>> begin MATERIAL

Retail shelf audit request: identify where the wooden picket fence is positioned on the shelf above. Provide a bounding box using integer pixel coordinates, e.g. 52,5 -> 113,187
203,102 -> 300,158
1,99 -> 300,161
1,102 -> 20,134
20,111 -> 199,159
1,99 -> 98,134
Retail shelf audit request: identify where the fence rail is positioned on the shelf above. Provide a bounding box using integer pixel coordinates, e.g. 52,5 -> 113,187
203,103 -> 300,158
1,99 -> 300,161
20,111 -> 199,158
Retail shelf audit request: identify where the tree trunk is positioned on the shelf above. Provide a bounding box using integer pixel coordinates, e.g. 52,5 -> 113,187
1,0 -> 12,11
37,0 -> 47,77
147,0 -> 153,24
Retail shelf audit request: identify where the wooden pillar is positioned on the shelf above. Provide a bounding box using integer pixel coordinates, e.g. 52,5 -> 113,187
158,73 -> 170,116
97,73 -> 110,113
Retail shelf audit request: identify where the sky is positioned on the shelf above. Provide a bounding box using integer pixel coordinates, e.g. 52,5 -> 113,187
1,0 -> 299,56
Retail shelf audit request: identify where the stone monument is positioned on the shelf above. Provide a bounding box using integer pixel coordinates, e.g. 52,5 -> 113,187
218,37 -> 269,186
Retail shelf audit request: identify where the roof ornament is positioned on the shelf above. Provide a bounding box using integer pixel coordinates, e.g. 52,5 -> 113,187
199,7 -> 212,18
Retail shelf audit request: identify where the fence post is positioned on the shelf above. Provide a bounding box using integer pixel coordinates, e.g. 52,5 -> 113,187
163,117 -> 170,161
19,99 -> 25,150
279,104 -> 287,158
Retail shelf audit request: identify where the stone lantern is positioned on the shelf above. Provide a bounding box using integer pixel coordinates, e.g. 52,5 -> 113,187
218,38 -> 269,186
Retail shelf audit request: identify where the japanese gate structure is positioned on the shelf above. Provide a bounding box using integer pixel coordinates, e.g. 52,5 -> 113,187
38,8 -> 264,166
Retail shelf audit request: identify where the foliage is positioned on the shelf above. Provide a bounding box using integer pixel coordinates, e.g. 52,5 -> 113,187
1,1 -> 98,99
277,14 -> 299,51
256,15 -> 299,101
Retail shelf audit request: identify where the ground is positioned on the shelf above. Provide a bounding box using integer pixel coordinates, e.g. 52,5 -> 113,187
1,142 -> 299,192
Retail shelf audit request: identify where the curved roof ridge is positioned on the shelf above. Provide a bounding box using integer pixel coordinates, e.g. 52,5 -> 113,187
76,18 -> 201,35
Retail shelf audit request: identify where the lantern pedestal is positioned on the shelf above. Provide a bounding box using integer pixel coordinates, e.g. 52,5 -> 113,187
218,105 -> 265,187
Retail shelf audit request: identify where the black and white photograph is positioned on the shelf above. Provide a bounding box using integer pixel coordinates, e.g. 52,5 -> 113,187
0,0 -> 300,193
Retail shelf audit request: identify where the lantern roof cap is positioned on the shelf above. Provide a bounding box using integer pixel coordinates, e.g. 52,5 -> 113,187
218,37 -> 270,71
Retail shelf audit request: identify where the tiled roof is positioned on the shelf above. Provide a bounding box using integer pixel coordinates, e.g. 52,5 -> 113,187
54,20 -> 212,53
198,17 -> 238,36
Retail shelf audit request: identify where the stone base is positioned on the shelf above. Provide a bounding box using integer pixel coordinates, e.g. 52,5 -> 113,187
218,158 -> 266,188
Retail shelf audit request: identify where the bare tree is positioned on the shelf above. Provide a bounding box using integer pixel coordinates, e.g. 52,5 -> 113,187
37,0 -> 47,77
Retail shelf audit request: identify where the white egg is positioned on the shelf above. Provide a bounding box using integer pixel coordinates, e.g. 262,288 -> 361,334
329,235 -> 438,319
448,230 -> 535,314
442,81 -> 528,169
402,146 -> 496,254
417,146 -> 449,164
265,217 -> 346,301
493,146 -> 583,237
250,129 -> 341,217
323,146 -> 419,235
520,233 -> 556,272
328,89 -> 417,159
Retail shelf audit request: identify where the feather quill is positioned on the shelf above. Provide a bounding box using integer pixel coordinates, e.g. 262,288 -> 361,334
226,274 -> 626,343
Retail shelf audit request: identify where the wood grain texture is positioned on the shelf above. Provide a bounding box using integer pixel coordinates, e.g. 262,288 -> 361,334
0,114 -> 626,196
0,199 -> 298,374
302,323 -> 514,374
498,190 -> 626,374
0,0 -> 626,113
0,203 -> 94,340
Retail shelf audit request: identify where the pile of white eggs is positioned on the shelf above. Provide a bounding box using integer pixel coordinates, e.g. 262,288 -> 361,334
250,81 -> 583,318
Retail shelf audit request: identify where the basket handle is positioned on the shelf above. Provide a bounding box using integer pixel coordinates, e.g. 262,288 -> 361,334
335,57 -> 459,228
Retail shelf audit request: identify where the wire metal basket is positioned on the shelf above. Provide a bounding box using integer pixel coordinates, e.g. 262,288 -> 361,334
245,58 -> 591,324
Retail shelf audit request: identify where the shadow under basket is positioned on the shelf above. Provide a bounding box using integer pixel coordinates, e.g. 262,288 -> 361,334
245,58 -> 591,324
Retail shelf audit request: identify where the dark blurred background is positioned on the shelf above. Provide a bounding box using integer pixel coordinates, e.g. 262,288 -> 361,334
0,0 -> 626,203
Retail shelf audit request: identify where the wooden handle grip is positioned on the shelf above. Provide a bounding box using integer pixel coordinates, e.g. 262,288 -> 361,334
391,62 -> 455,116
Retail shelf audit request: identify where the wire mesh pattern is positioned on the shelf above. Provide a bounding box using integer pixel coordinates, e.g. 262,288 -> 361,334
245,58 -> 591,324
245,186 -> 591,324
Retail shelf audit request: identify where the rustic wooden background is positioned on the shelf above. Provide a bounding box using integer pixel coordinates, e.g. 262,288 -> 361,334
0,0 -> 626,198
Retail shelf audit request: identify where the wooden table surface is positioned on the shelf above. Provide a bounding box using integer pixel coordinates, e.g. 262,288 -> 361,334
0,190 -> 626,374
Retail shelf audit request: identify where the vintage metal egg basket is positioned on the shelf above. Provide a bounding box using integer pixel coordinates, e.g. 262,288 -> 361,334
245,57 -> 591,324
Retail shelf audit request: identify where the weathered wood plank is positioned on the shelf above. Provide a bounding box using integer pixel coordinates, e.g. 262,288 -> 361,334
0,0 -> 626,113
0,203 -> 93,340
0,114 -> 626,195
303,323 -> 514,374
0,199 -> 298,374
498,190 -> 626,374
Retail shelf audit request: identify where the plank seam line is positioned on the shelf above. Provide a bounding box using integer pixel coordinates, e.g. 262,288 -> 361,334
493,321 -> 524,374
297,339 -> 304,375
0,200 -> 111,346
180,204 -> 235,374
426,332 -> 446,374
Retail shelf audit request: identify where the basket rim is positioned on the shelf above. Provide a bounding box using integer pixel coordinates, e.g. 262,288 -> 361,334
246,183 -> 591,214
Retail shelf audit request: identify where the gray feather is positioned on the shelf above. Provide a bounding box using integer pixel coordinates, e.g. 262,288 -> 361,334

>> end MATERIAL

WHAT YOU HAVE TO DO >>
Rewrite every item above, putting "display" wherever "shelf" appears and leaving everything else unchanged.

ANSWER TO THIS PROBLEM >>
Retail display audit request: identify where the wooden picket fence is positioned on the display above. Provide a bounding box using integer pixel coordinates, e.g. 52,5 -> 113,187
203,102 -> 300,158
1,99 -> 300,161
1,102 -> 20,134
20,111 -> 199,159
1,99 -> 98,134
Retail display audit request: identify where the fence rail is positioned on the display above. Provide a bounding box using integer pixel coordinates, e.g. 52,5 -> 113,187
203,103 -> 300,158
1,99 -> 300,161
20,111 -> 199,158
Retail display audit request: identify where the tree trunk is positioned on the display above. Provide a bounding box using integer pixel coordinates, e.g. 52,5 -> 113,187
1,0 -> 12,11
37,0 -> 47,77
147,0 -> 153,24
Retail display audit request: identify where the wooden pillar is positioned on the display above. Provide a bounding box using integer pixel coordinates, e.g. 52,5 -> 113,187
158,73 -> 170,116
97,73 -> 110,113
Retail display audit request: identify where the sky is positioned on the display above. Provide a bounding box using integer pixel coordinates, e.g. 52,5 -> 113,187
1,0 -> 299,56
Retail display audit request: identify where the stone monument is positioned on the display above. Provide a bounding box using integer pixel coordinates, e.g. 52,5 -> 113,187
218,37 -> 269,186
Retail display audit request: identify where the roof ornament is positioned on the display above. Provide a bounding box using integer pixel coordinates, e.g. 52,5 -> 113,187
199,7 -> 212,18
Retail display audit request: identify where the fence post is positioned on the display above. Provide a bounding box using integer pixel coordinates, e.g. 52,5 -> 113,187
163,117 -> 170,161
19,99 -> 25,150
279,104 -> 287,158
Retail display audit request: identify where the stone lantern is positioned on the display above. Provide a bounding box using integer pixel coordinates, e.g. 52,5 -> 113,187
218,38 -> 269,186
Retail display audit request: identify where the japanese gate structure is positioned on the display above. Provide a bounding box using integer pixel coordinates, e.g. 52,5 -> 113,187
38,8 -> 264,166
Retail display audit request: identify where the foliage is positioned on the display above. Provide a bounding box using integer pixel coordinates, e.g. 52,5 -> 113,187
1,1 -> 98,99
277,14 -> 299,51
256,15 -> 299,101
Retail display audit request: identify where the ground is positioned on the display above. Provide a bounding box using integer pixel coordinates, e.g. 52,5 -> 113,187
1,142 -> 299,192
Retail display audit request: identify where the curved roof ridge is positioned on the display above. Provide a bounding box using integer pixel coordinates, e.g. 52,5 -> 113,187
76,18 -> 201,35
Retail display audit request: identify where the lantern pedestal is positioned on the display above. Provide a bounding box using integer pixel coordinates, e.g. 52,5 -> 113,187
218,105 -> 265,187
Retail display audit request: identify where the black and white photograph is positioned on the display above. Provide a bounding box using integer pixel coordinates, e.g. 52,5 -> 113,187
0,0 -> 300,193
Retail display audit request: identify where the lantern roof cap is positioned on the display above. Provide a bounding box using integer pixel coordinates, e.g. 52,5 -> 113,187
218,37 -> 270,71
Retail display audit request: identify where the tiled roof is positioned on the display above. Provide a bounding box using integer pixel coordinates, e.g. 52,5 -> 113,187
54,20 -> 212,53
198,17 -> 238,36
Retail display audit request: identify where the stone base is positioned on the display above. Provide a bounding box using integer pixel coordinates, e.g. 52,5 -> 113,187
218,158 -> 266,188
Retail display audit request: identify where the bare tree is positioned on the display above. Provide a bounding box using integer pixel coordinates, e.g. 52,5 -> 113,187
37,0 -> 47,77
Retail display audit request: identify where the white egg is positioned on the display above. Provide a bounding box using integer pixel coordinates, e.g. 262,288 -> 361,334
329,235 -> 438,319
448,230 -> 535,314
442,81 -> 528,169
402,146 -> 496,254
417,146 -> 449,164
265,217 -> 346,301
493,146 -> 583,237
250,129 -> 341,217
323,146 -> 419,235
520,233 -> 556,272
328,89 -> 417,159
Retail display audit request: identify where the feather quill is positioned on the display above. Provide a bounding box using integer pixel coordinates, e.g. 262,288 -> 361,334
226,274 -> 626,343
Retail display audit request: identify where the wood grain texture is positioned on the display above. Provide a bounding box using integer pixel coordinates, e.g. 262,288 -> 361,334
0,114 -> 626,196
0,199 -> 298,374
302,323 -> 514,374
498,190 -> 626,374
0,0 -> 626,113
0,203 -> 94,340
Retail display audit request: identify where the pile of white eggs is positioned on the display above. Provide a bounding box using integer pixel coordinates, e.g. 262,288 -> 361,334
250,81 -> 583,318
Retail display audit request: identify where the basket handle is positioned on the display above. Provide a bounding box using integer pixel coordinates, e.g. 262,288 -> 361,334
335,57 -> 459,228
Retail display audit request: identify where the wire metal basket is positioned on the display above. Provide a bounding box using integer pixel coordinates, e.g. 262,288 -> 361,334
245,58 -> 591,324
Retail display audit request: identify where the shadow under basket is positioned on the display above. Provide a bounding box using integer pixel coordinates, e.g. 262,288 -> 361,334
245,58 -> 591,324
Retail display audit request: identify where the dark blurred background is positioned on the display above. Provide a bounding box using integer pixel coordinates, e.g. 262,288 -> 361,334
0,0 -> 626,203
Retail display audit request: identify where the wooden handle grip is positioned on the display above. Provide a bounding box using integer pixel coordinates, e.g. 262,288 -> 361,334
391,62 -> 455,116
Retail display audit request: identify where the wire mesh pattern is positioned on the display above. Provide a bounding box using integer pixel coordinates, e.g. 262,288 -> 361,334
245,58 -> 591,324
245,186 -> 591,324
Retail display audit request: identify where the rustic wooden background is positioned on the display above. Provide a bounding box using integer pixel coordinates, e.g. 262,288 -> 361,334
0,0 -> 626,198
Retail display audit request: identify where the wooden table surface is positioned on the display above. Provide a bounding box using integer pixel coordinates, e.g. 262,288 -> 361,334
0,190 -> 626,374
Retail display audit request: identify where the vintage metal egg basket is positioned on the display above. Provide a bounding box using integer pixel coordinates, e.g. 262,288 -> 361,334
245,57 -> 591,324
Retail display audit request: identify where the weathered wood plank is positioned on the display above. Provide a bounding box using integer pixel coordinates, e.g. 262,288 -> 361,334
0,0 -> 626,113
0,203 -> 93,340
0,114 -> 626,195
303,323 -> 514,374
0,199 -> 298,374
498,190 -> 626,374
Retail display audit request: identify where the plank seam line is positioned on the display above. Provide a bounding box using integer pixel coordinates, e.g. 262,288 -> 361,334
493,321 -> 524,374
297,339 -> 304,375
0,200 -> 111,346
180,204 -> 235,374
426,332 -> 446,374
Retail display audit request: identify where the basket rim is positioned on the display above. Provide a bounding box using integer pixel coordinates, e.g. 262,288 -> 361,334
246,183 -> 591,214
Retail display audit request: identify where the gray feather is positioned on the display above. Provide a bounding box using integer pixel coordinates, e.g. 262,288 -> 361,334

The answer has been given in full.